▶ **DATA**:

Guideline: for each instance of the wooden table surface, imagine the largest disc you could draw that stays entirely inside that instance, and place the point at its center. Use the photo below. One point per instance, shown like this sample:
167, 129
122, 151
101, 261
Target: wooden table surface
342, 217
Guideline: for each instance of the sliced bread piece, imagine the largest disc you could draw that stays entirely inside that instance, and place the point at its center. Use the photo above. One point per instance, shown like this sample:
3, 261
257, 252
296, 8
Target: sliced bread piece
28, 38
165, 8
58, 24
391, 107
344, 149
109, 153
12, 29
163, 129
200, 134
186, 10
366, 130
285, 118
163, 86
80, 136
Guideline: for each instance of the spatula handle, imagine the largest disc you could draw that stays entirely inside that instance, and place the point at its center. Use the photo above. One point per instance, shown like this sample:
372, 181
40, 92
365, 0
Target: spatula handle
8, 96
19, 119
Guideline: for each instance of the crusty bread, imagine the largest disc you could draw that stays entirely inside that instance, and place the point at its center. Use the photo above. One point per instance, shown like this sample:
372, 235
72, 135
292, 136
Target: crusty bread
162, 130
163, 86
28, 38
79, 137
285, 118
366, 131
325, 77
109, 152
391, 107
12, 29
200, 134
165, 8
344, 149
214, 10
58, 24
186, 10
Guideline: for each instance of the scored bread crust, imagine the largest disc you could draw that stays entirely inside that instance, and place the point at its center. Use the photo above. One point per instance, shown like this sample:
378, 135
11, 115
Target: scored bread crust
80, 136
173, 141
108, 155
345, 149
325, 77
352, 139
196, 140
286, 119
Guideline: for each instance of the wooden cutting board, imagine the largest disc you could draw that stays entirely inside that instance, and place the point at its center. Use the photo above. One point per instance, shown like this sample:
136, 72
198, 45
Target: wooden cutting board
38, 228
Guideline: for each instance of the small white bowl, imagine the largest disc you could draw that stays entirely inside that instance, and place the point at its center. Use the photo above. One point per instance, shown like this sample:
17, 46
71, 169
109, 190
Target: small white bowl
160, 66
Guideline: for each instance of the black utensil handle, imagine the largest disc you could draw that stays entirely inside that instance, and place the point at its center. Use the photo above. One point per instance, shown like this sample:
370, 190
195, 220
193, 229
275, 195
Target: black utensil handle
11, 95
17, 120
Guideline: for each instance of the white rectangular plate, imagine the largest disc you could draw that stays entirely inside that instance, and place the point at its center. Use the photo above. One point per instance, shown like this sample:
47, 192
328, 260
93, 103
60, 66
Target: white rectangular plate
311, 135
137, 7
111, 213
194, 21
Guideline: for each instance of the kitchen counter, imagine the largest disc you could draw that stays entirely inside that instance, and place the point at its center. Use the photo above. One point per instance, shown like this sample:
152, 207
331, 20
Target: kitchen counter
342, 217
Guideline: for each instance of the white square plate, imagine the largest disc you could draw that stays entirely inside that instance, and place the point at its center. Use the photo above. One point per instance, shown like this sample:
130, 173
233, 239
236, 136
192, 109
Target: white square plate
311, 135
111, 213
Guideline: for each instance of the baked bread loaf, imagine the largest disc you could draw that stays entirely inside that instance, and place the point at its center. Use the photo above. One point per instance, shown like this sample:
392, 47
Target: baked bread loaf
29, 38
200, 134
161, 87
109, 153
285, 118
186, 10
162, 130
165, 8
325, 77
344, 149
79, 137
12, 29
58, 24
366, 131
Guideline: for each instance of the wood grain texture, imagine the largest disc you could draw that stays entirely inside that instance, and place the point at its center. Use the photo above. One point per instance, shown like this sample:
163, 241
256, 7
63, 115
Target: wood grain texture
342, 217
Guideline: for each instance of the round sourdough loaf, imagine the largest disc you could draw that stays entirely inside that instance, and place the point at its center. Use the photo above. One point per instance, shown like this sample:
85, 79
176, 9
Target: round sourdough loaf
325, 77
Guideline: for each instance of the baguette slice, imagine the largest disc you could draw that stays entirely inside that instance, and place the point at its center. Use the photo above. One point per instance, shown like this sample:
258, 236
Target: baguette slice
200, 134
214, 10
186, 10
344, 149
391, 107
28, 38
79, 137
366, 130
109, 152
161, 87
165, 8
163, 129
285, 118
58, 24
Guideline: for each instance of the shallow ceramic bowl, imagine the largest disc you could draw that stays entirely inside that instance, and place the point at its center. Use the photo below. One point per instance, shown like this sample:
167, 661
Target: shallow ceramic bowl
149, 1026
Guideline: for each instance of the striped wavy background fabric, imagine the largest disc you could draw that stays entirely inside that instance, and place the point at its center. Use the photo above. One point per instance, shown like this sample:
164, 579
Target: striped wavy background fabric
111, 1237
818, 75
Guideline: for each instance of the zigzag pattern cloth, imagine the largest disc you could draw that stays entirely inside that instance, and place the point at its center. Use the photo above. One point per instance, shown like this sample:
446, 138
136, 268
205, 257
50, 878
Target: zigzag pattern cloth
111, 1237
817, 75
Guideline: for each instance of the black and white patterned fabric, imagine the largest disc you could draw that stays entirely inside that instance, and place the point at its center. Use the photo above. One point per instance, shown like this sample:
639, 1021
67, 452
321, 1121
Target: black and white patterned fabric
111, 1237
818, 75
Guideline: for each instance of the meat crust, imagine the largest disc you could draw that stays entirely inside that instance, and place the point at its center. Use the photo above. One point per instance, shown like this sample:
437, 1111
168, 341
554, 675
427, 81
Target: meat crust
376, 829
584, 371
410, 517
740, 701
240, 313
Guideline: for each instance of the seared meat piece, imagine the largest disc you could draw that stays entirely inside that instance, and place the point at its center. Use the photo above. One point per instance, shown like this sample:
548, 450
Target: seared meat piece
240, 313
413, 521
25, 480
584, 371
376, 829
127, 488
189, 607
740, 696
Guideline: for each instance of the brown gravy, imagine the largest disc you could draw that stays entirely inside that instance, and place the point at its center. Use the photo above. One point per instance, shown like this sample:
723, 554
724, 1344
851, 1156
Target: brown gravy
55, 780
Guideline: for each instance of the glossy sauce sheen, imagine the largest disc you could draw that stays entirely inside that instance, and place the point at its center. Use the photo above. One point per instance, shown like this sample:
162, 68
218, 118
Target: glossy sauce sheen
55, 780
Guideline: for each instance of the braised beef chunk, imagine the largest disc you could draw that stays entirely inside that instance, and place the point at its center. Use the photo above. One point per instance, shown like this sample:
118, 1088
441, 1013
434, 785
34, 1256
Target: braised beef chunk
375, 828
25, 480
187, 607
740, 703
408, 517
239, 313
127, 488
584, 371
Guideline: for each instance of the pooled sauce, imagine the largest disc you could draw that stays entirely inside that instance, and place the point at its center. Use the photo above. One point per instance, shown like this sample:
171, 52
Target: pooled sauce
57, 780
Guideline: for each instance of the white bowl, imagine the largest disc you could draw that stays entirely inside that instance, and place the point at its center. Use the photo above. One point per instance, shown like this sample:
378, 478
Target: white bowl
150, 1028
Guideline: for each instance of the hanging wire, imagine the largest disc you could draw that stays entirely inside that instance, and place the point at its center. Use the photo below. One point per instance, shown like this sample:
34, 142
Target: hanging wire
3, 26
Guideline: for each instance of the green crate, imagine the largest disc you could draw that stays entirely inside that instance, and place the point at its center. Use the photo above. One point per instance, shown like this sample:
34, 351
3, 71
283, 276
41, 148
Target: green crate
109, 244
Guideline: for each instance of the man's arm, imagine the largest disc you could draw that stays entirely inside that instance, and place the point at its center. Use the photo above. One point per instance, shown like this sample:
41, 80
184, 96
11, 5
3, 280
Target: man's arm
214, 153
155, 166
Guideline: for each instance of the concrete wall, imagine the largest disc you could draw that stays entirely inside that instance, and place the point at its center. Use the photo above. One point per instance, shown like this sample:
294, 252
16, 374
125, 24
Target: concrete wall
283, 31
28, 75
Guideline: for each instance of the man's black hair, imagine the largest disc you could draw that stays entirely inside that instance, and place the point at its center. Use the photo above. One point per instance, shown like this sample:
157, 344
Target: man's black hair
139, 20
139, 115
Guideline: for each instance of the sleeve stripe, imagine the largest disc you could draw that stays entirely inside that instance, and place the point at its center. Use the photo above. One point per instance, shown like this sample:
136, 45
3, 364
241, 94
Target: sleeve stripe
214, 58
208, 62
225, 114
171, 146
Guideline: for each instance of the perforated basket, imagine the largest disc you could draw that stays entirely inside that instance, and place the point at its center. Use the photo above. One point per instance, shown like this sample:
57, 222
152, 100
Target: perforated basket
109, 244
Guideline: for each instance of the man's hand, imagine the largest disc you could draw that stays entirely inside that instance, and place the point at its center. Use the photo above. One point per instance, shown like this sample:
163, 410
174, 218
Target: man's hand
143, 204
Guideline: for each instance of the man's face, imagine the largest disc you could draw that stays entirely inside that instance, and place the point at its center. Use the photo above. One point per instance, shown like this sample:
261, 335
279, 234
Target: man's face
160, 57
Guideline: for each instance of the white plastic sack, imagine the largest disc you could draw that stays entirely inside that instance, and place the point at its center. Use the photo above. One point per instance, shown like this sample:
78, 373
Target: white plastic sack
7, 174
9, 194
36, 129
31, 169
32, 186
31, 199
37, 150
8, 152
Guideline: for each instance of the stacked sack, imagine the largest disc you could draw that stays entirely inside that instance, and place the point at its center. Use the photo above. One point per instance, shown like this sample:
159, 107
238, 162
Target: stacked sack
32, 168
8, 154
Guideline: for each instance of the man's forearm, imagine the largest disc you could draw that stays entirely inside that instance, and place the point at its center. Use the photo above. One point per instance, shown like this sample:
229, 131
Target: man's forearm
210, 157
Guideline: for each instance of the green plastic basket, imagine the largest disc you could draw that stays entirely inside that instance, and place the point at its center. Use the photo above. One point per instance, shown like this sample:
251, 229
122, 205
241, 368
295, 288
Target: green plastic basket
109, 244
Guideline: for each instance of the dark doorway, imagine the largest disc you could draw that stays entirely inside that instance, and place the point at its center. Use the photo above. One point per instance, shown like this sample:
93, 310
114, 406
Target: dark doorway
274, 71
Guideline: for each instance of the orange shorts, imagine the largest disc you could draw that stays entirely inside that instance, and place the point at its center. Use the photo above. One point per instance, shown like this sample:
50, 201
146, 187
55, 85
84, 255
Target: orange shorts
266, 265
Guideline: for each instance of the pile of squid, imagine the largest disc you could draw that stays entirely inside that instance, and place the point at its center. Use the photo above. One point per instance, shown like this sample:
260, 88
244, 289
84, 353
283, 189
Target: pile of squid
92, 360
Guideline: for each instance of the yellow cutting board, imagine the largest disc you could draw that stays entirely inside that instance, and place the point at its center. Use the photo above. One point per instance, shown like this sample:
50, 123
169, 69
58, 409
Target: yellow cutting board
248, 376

▶ **ACTION ITEM**: Among the preceding records, how many lines include the word "below"? Reply with the number only.

▶ **REPLY**: 3